- TRECHO DO DOCUMENTO:
Doutora em Toxicologia e professora da Faculdade de Medicina da Universidade de Maryland, ela atuou por mais de 20 anos no National Institute on Drug Abuse, órgão do governo dos EUA voltado à pesquisa. Para ela, o uso de uma droga ilegal para fins medicinais é “um problema de saúde e de segurança pública”. “Já estive em muitas legislaturas estaduais e posso garantir que as pessoas que estão decidindo não entendem as consequências disso. O meu trabalho, como cientista que tem estudado isso, é divulgar a informação científica”, disse ela em entrevista ao jornal Zero Hora.

Marilyn alerta que existem consequências a curto e longo prazo. “As de curto prazo, todo mundo consegue ver e entender. No Estado de Washington, seis semanas após a legalização, o número de casos envolvendo motoristas incapacitados pelo uso de maconha cresceu 25%. Está bem acima dos 30% agora”.

Quanto às consequências de longo prazo, a bioquímica diz que tem trabalhado muito com a exposição intrauterina às drogas e que a maconha afeta o desenvolvimento do bebê, a medida de circunferência da cabeça e o peso. “Há algo chocante acontecendo: obstetras do Colorado prescrevem maconha a gestantes para aplacar enjoos. Eles estão muito mal informados”.

- CONJUNTO DE TAREFAS:
(1) Com base no texto sobre os riscos da maconha, responda:
(a) Por quanto tempo a pesquisadora atuou no National Institute on Drug Abuse?
(b) Quanto cresceu o número de casos de motoristas incapacitados pelo uso de maconha no Estado de Washington seis semanas após a legalização?
(c) Com que finalidade obstetras do Colorado prescrevem maconha a gestantes?
(2) Devolva, do texto sobre os riscos da maconha, tudo o que vai de "Doutora em Toxicologia" até "jornal Zero Hora.".
(3) Retome o texto sobre os riscos da maconha a partir do ponto em que ele termina.

Registros de uma fonte de dados
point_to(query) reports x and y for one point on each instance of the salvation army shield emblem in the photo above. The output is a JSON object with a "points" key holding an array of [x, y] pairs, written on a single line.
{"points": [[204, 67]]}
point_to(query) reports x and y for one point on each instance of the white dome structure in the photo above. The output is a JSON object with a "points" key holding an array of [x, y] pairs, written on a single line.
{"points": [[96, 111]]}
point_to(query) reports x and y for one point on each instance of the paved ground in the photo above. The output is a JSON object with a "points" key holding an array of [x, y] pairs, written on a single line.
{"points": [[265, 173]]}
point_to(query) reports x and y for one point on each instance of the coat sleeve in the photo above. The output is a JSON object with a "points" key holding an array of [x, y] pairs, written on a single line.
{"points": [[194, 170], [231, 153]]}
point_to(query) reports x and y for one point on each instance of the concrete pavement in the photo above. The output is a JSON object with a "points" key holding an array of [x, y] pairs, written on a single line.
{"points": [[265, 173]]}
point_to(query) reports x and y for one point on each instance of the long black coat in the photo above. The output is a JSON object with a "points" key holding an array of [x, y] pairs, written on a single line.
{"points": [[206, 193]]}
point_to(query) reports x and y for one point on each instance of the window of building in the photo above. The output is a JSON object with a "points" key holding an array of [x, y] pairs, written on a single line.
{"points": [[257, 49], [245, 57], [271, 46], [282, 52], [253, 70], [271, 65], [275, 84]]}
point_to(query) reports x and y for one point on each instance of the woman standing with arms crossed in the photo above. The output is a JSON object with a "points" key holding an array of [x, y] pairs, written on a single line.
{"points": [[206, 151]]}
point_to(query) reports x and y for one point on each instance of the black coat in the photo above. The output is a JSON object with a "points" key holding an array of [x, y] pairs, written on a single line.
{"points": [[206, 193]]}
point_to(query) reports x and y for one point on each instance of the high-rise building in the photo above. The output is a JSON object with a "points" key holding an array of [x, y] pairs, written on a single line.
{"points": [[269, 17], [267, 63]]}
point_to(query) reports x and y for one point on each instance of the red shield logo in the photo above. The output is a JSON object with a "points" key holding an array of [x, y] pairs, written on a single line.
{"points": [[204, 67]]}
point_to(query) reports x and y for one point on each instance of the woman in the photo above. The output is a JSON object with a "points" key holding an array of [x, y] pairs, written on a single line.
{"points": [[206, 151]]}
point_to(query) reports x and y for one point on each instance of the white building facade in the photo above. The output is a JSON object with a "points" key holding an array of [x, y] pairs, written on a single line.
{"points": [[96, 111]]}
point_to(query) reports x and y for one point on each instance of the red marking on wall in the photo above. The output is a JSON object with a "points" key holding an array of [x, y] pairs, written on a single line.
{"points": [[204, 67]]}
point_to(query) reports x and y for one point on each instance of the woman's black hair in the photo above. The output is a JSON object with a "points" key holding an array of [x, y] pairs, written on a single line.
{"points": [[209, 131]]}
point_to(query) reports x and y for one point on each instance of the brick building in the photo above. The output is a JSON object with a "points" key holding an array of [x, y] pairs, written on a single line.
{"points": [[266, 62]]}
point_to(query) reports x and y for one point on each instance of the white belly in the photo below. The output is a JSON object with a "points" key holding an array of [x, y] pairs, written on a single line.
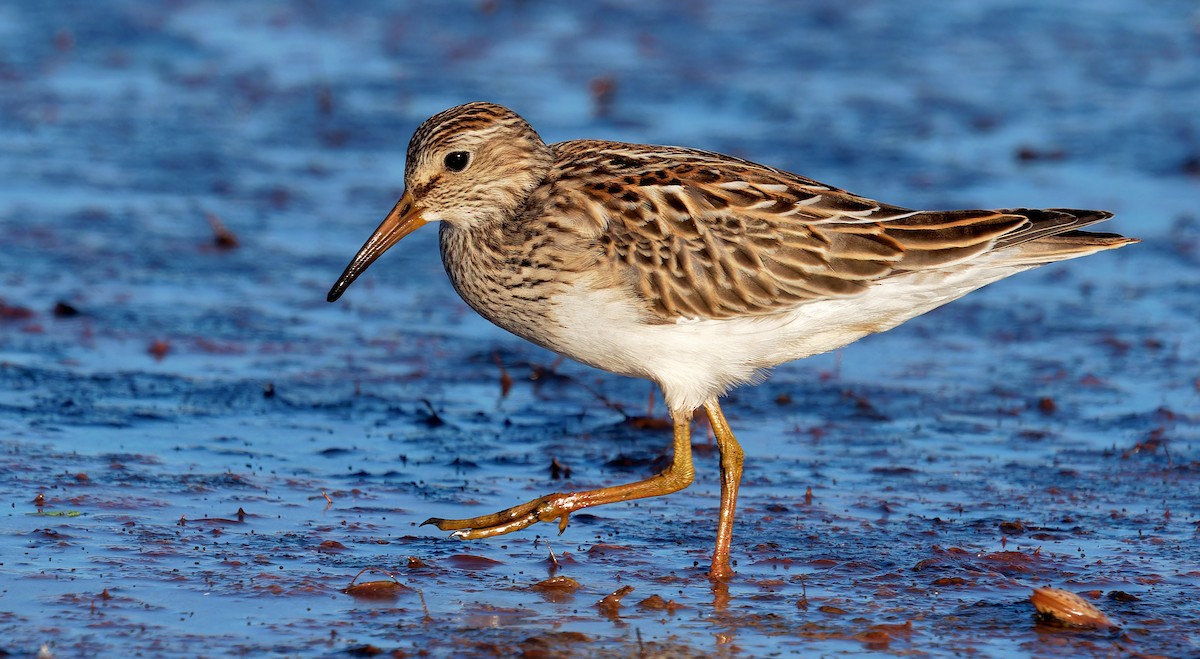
{"points": [[697, 360]]}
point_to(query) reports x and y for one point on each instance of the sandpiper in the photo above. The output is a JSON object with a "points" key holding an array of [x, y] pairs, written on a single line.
{"points": [[693, 269]]}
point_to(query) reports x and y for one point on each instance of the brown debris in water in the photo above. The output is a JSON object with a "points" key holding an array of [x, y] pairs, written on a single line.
{"points": [[389, 588], [1066, 607], [655, 603], [222, 237], [611, 603], [159, 349]]}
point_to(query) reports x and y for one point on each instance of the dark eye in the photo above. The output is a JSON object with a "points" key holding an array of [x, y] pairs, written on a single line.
{"points": [[456, 161]]}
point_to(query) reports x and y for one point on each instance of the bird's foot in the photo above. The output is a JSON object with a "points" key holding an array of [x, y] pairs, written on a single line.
{"points": [[545, 509]]}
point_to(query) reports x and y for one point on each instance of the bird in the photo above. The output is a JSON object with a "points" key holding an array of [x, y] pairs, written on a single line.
{"points": [[695, 270]]}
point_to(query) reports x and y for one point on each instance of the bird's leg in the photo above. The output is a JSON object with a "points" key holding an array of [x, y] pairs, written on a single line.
{"points": [[731, 475], [559, 505]]}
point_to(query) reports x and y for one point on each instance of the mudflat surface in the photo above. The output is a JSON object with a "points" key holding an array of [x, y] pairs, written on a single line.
{"points": [[198, 454]]}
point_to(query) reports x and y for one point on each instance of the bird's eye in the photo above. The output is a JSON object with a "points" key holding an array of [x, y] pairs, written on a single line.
{"points": [[456, 161]]}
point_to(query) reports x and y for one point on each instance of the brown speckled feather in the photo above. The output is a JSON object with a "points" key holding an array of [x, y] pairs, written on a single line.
{"points": [[703, 235]]}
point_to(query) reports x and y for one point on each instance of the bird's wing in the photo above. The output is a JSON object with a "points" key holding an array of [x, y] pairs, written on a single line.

- RESPOSTAS DO EXERCÍCIO:
(1)
(a) Por mais de 20 anos.
(b) Cresceu 25%.
(c) Para aplacar enjoos.

(2)
Doutora em Toxicologia e professora da Faculdade de Medicina da Universidade de Maryland, ela atuou por mais de 20 anos no National Institute on Drug Abuse, órgão do governo dos EUA voltado à pesquisa. Para ela, o uso de uma droga ilegal para fins medicinais é “um problema de saúde e de segurança pública”. “Já estive em muitas legislaturas estaduais e posso garantir que as pessoas que estão decidindo não entendem as consequências disso. O meu trabalho, como cientista que tem estudado isso, é divulgar a informação científica”, disse ela em entrevista ao jornal Zero Hora.

(3)
Marilyn relata os resultados de estudos que acompanharam filhos de mães que usaram maconha na gravidez desde o nascimento até os 20 anos. “São crianças que apresentaram, a partir dos quatros anos, problemas de comportamento, aprendizagem da fala, memória e compreensão. Aos 11 anos, elas ainda tinham a circunferência da cabeça significativamente menor. Aos 15, o índice de uso de drogas era mais elevado — acho que isso não deriva da exposição à maconha no útero, mas, sim, do fato de crescerem em um lar onde os pais acham aceitável fumar maconha na gestação. Antes pensávamos que o cérebro já estava totalmente formado aos 18 ou 20 anos, e hoje sabemos que isso ocorre apenas perto dos 30. Há uma série de análises que apontam a redução do QI relacionada à quantidade de maconha que você usa. A maconha é especialmente prejudicial antes dos 17 anos, e há muitos adolescentes começando aos 12, aos 13, aos 14″, explica Huestis.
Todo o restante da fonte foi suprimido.